Named-object pointing records
------------------------

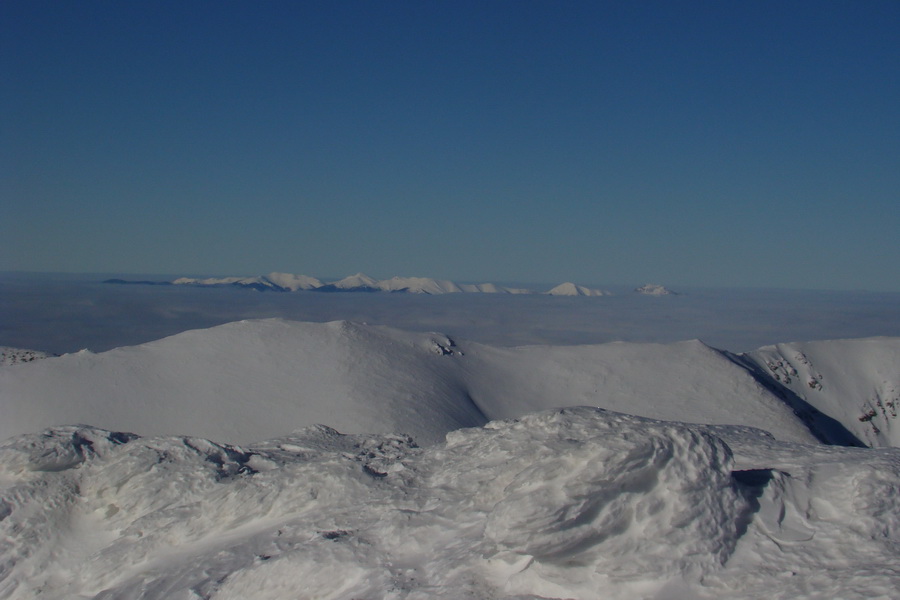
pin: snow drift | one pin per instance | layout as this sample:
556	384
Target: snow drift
578	503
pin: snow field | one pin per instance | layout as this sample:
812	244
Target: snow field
575	503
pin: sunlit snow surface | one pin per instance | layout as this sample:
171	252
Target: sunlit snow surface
577	503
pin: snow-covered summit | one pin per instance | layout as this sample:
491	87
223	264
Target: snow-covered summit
571	289
578	503
286	282
653	289
252	380
15	356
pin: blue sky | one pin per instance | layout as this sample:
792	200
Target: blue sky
689	143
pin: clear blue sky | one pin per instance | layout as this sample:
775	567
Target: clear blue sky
689	143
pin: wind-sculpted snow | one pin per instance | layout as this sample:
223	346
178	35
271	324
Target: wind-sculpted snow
578	503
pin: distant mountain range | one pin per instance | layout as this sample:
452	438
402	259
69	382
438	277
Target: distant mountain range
288	282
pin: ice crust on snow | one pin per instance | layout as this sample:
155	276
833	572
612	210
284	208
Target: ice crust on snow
577	503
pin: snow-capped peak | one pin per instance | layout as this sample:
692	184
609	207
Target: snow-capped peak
571	289
653	289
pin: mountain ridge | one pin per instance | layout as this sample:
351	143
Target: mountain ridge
253	379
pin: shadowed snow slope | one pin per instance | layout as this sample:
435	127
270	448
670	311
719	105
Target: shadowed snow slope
855	381
253	380
578	503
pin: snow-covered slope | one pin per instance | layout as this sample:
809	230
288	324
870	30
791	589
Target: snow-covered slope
253	380
248	381
856	382
418	285
571	289
292	283
577	504
286	282
14	356
653	289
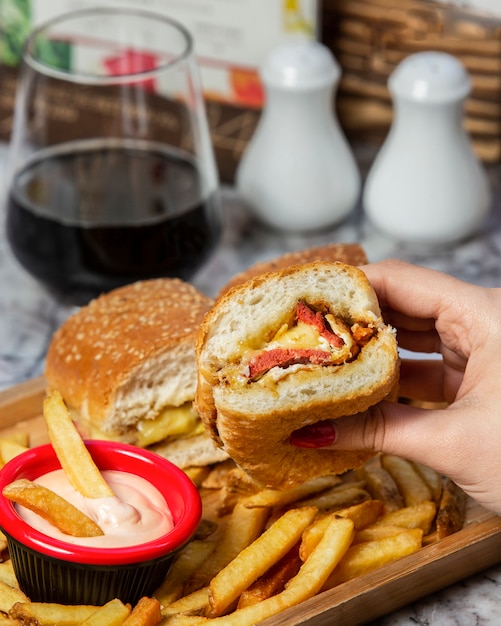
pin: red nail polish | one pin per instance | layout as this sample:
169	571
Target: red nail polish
316	435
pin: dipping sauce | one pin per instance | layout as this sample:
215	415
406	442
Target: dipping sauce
136	515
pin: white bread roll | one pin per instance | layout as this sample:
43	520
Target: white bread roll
252	416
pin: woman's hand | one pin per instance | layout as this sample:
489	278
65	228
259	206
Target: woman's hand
435	313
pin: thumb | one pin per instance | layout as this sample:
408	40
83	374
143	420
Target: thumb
411	432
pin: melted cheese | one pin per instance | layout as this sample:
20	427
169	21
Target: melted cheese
180	421
297	337
171	422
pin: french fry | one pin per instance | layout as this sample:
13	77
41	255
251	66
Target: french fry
7	575
145	613
451	510
380	484
6	621
419	515
366	557
197	474
45	613
52	507
273	498
257	558
361	515
374	533
431	478
205	529
21	437
194	603
187	563
307	582
9	596
243	527
74	457
9	449
409	482
339	496
274	580
113	613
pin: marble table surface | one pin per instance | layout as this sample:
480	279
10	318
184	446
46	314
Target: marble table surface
29	316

------------------------

(TASK DIRECTIONS) Reproduce all of the entries word for word, skipping any pictures they hold.

(EXERCISE RESPONSE)
pin: snow drift | one pin per instance | layout as this sample:
556	384
Target: snow drift
578	503
pin: snow field | one pin per instance | layout as this sample:
812	244
Target: snow field
575	503
pin: sunlit snow surface | one pin per instance | layout as this sample:
171	252
Target: sunlit snow surface
577	503
pin: snow-covered summit | one pin per instance | layout as this sample:
491	87
223	264
Target: snow-covered summit
571	289
578	503
286	282
653	289
252	380
15	356
pin: blue sky | one pin per instance | layout as this sample:
792	200
Target: blue sky
689	143
pin: clear blue sky | one pin per instance | layout as this sample:
775	567
Target: clear blue sky
689	143
pin: wind-sculpted snow | one pin per instance | layout as this sample:
223	346
178	35
271	324
Target: wind-sculpted snow
578	503
pin: distant mountain range | one pin per instance | layout as this sample:
452	438
402	259
69	382
438	277
Target: distant mountain range
288	282
pin: ice crust on snow | one pin per instance | layout as this sample:
155	276
833	572
612	210
284	208
Target: ice crust on snow
577	503
pin: snow-capped peak | one pin per instance | layout as this sample:
692	184
609	207
Target: snow-capped peak
571	289
653	289
pin: mountain ridge | one pin per instance | layout as this sample:
351	143
Target: mountain ridge
253	379
pin: shadowed snow slope | one pin per instance | layout as this sample:
435	127
270	448
670	311
719	105
Target: shadowed snow slope
855	381
253	380
578	503
pin: snow-covered slope | one pin per instance | layout as this sample:
809	230
288	324
870	30
791	589
Target: snow-covered slope
253	380
248	381
856	382
418	285
571	289
292	283
577	504
286	282
14	356
653	289
pin: red nail polish | one pin per instance | layout as this sample:
169	571
Target: red nail polish
316	435
pin: dipping sauce | one pin per instance | layout as this sample:
215	415
406	442
Target: dipping sauce
136	515
pin: white bread roll | one pin per instance | layout as this sample:
43	520
Target: white bread roll
252	416
pin: woman's hand | one pin per instance | layout as this sample:
489	278
65	228
259	206
Target: woman's hand
435	313
pin: thumb | one pin per instance | layout as this sample:
408	40
83	374
143	420
Target: thumb
411	432
pin: melted cheese | one pin per instance | layout as this sample:
20	427
169	21
Target: melted cheese
180	421
297	337
171	422
pin: french fry | one pin per instance | layout as this sample:
13	77
41	255
251	66
Target: french fry
7	575
145	613
451	510
380	484
6	621
419	515
366	557
197	474
45	613
52	507
273	498
257	558
361	515
374	533
431	478
205	529
21	437
194	603
187	563
307	582
9	596
243	527
74	457
9	449
409	482
339	496
274	580
113	613
pin: marble table surface | one pin per instance | layout as this sample:
480	279
10	318
184	446
46	314
Target: marble table surface
29	316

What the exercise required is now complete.